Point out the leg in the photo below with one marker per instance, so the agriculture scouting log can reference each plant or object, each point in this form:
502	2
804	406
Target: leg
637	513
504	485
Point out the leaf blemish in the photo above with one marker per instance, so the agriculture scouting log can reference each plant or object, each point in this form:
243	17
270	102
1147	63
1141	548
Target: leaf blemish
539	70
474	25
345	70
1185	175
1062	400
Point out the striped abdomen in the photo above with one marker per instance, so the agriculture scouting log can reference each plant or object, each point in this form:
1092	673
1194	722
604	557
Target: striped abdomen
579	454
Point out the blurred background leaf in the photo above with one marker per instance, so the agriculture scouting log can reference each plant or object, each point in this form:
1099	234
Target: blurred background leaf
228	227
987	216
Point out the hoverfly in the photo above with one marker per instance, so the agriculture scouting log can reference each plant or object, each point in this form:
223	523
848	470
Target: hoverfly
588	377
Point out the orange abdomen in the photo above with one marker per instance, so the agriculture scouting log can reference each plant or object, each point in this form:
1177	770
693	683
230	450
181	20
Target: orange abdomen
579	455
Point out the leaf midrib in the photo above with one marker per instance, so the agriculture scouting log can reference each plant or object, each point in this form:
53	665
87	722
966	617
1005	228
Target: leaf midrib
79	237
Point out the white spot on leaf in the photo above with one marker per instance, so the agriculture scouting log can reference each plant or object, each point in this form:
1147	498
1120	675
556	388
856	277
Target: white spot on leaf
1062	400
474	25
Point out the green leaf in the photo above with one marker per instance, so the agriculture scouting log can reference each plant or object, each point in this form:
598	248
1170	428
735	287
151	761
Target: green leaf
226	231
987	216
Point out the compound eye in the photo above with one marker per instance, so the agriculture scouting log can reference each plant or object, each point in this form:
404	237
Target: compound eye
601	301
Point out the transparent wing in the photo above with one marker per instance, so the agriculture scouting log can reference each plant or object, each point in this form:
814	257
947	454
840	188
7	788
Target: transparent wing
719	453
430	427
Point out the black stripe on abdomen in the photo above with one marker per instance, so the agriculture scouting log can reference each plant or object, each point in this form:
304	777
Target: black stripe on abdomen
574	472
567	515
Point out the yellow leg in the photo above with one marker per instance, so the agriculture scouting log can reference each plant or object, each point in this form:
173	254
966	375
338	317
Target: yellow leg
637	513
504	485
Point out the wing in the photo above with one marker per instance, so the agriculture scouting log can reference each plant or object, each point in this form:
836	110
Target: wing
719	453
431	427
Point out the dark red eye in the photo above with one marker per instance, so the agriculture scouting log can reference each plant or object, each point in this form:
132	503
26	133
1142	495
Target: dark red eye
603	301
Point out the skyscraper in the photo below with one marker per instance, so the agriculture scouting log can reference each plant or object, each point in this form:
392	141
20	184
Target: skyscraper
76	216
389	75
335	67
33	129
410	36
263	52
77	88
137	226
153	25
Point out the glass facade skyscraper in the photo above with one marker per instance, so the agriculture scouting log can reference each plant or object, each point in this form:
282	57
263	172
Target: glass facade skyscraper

● ● ● ● ● ● ●

| OBJECTIVE |
Shift every point coordinate listed under each "Target:" line up by 24, then reproduce all lines from the line with "Point out the skyscraper" through the end of the material. Leave the request lines and their sample coordinate pairs unchanged.

| FINISHED EXERCISE |
Point out the skyscraper in the photo below with one marker per instance, so the agriculture scouting log can reference each plant or object, each point in this form:
392	141
20	184
Target: skyscraper
100	240
413	99
359	91
57	153
434	60
287	76
101	112
161	250
177	49
Point out the glass facade skyscraper in the photo above with one marker per instance, so the agriculture scouting log can reference each plant or object, each point in this form:
282	57
263	172
Target: glass facade skyscraper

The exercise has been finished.